Documento de origem:
É certo que tal responsabilização apenas se acha incondicionalmente prevista para os membros das comissões especiais (artigo 200.º do Código Civil) e das sociedades civis não constituídas sob a forma comercial (artigo 997.º do Código Civil). Efetivamente, a responsabilização prevista para os sócios/associados dos demais entes supra referidos encontra-se já dependente da circunstância de os mesmos terem assumido uma qualquer intervenção no negócio ou ato que funda esse mesma obrigação, seja «dando o seu acordo» (artigo 38.º, n.º 1 e 39.º, n.º 1 do Código das Sociedades Comerciais), «autorizando-o» (artigo 38.º, n.º 2, 39.º, n.º 3 e 40.º, n.º 2 do Código das Sociedades Comerciais), «consentindo no começo das atividades sociais» (artigo 39.º, n.º 2 do Código das Sociedades Comerciais) ou «contraindo a obrigação» (artigo 198.º, n.º 1 do Código Civil). Sucede que os poderes de administração destas entidades não personalizadas competirão, em regra, aos próprios associados ou, pelo menos, serão exercidos nos moldes a estabelecer entre estes (artigo 195.º do Código Civil, para as associações sem personalidade jurídica; artigo 985.º do Código Civil, para as sociedades civis não constituídas sob a forma comercial; artigo 2047.º do Código Civil, para a herança jacente; e artigos 38.º, 39.º e 40.º do Código das Sociedades Comerciais, no que se refere às sociedades antes do registo, que atuam no pressuposto já anteriormente erigido no n.º 2 do artigo 36.º do mesmo diploma no sentido de «os sócios iniciarem a atividade da sociedade previamente ao registo»).

Material recolhido:
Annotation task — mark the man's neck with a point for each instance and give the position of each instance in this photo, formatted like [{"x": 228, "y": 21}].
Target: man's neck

O seu objetivo:
Segundo o documento de origem, a que membros se aplica a responsabilização incondicionalmente prevista no artigo 200.º do Código Civil? Os dados não têm qualquer papel neste exercício.

Resultado do exercício:
Aos membros das comissões especiais.